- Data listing

------------------------------------------------

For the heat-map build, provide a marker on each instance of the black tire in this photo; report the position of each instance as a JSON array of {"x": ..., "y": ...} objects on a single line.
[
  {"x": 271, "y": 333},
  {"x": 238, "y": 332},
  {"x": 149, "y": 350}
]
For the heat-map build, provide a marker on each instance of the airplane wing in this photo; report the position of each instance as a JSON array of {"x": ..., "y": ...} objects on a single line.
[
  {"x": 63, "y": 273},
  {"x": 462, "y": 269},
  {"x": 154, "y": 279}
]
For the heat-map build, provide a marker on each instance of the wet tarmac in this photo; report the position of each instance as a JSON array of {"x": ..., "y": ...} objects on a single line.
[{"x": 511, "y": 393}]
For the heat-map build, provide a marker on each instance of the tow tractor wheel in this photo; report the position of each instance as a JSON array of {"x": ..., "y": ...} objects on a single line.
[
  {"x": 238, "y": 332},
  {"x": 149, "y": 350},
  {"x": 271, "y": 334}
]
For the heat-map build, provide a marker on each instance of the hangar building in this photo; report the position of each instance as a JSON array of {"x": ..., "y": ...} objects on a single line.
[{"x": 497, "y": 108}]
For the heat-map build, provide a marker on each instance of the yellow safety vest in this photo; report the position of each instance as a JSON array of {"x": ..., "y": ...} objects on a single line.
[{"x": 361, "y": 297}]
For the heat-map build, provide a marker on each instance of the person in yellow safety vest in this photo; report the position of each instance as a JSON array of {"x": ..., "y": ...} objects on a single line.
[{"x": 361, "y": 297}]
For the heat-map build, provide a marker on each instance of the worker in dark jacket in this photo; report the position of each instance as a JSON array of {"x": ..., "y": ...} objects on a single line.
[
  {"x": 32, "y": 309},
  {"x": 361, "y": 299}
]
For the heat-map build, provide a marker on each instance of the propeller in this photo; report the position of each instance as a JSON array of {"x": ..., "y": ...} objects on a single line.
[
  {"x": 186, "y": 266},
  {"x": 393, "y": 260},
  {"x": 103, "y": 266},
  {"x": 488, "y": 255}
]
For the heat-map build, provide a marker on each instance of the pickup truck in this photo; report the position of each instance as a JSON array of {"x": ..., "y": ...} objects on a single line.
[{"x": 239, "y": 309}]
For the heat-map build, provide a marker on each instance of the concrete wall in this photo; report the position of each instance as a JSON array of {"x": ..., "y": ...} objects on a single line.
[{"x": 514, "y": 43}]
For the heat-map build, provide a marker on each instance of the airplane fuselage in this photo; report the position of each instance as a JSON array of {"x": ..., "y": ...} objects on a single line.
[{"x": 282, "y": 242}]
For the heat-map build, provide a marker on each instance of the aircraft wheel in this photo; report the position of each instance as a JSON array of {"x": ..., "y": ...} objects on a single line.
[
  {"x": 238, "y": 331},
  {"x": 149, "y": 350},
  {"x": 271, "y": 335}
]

------------------------------------------------

- Exercise brief
Transcribe each entry precisely, missing none.

- Completed exercise
For the heat-map build, provide a marker on each instance of the black tire in this photo; report the position of each instance as a JSON array of {"x": ..., "y": ...} objects on a single line.
[
  {"x": 271, "y": 333},
  {"x": 238, "y": 332},
  {"x": 149, "y": 350}
]
For the heat-map build, provide a marker on each instance of the airplane wing in this photo; report the position of each instance as a JSON array of {"x": ..., "y": ...} objects on a single line.
[
  {"x": 63, "y": 273},
  {"x": 462, "y": 269},
  {"x": 154, "y": 279}
]
For the heat-map build, provide a marker on each instance of the wet tarmac in this photo; report the position of each instance as a JSON array of {"x": ..., "y": ...} objects on a single line.
[{"x": 511, "y": 393}]
For the heat-map build, provide a marker on each instance of the tow tractor wheel in this photo; report the position of each instance as a JSON array of {"x": ..., "y": ...} objects on a single line.
[
  {"x": 238, "y": 332},
  {"x": 149, "y": 350},
  {"x": 271, "y": 334}
]
For the heat-map build, provide a marker on each instance of the hangar building in this photo; report the position of each instance as a JSON array of {"x": ..., "y": ...} objects on a single line.
[{"x": 497, "y": 108}]
For the heat-map build, provide a marker on each instance of the yellow safety vest in this photo; report the position of each instance as a JSON array of {"x": ..., "y": ...} objects on a single line.
[{"x": 361, "y": 297}]
For the heat-map build, provide a marker on each instance of the person in yellow safety vest in this photo; report the position of each instance as a JSON array of {"x": ..., "y": ...} objects on a single line.
[{"x": 361, "y": 297}]
For the heat-map build, provide a marker on each instance of the worker in dark jacket in this photo; report the position of each instance as a JSON array of {"x": ..., "y": ...} objects on a single line.
[
  {"x": 32, "y": 309},
  {"x": 361, "y": 299}
]
For the heat-map build, provide a marker on each instance of the propeller in this photo; report the position of each instance as a JSON array of {"x": ..., "y": ...} objects on a single line.
[
  {"x": 186, "y": 266},
  {"x": 393, "y": 260},
  {"x": 103, "y": 266},
  {"x": 488, "y": 255}
]
For the heat-map build, provide a marker on each instance of the pickup truck in this photo; report the position of each instance as a JSON array of {"x": ..., "y": ...} objects on a single line.
[{"x": 239, "y": 309}]
For the heat-map build, provide a marker on each instance of the concrete wall in this photo; report the position of each instance as a JSON array of {"x": ..., "y": ...} objects on a single line.
[{"x": 514, "y": 43}]
For the heat-map build, provide a marker on each instance of the airplane fuselage in this photo; report the position of each instance as a JSON array of {"x": ..., "y": ...} objects on a single line.
[{"x": 282, "y": 242}]
For the heat-map build, provide a marker on each instance of the aircraft wheel in this photo; report the position of each instance as a JSON array of {"x": ..., "y": ...} objects on a single line.
[
  {"x": 238, "y": 331},
  {"x": 149, "y": 350},
  {"x": 271, "y": 335}
]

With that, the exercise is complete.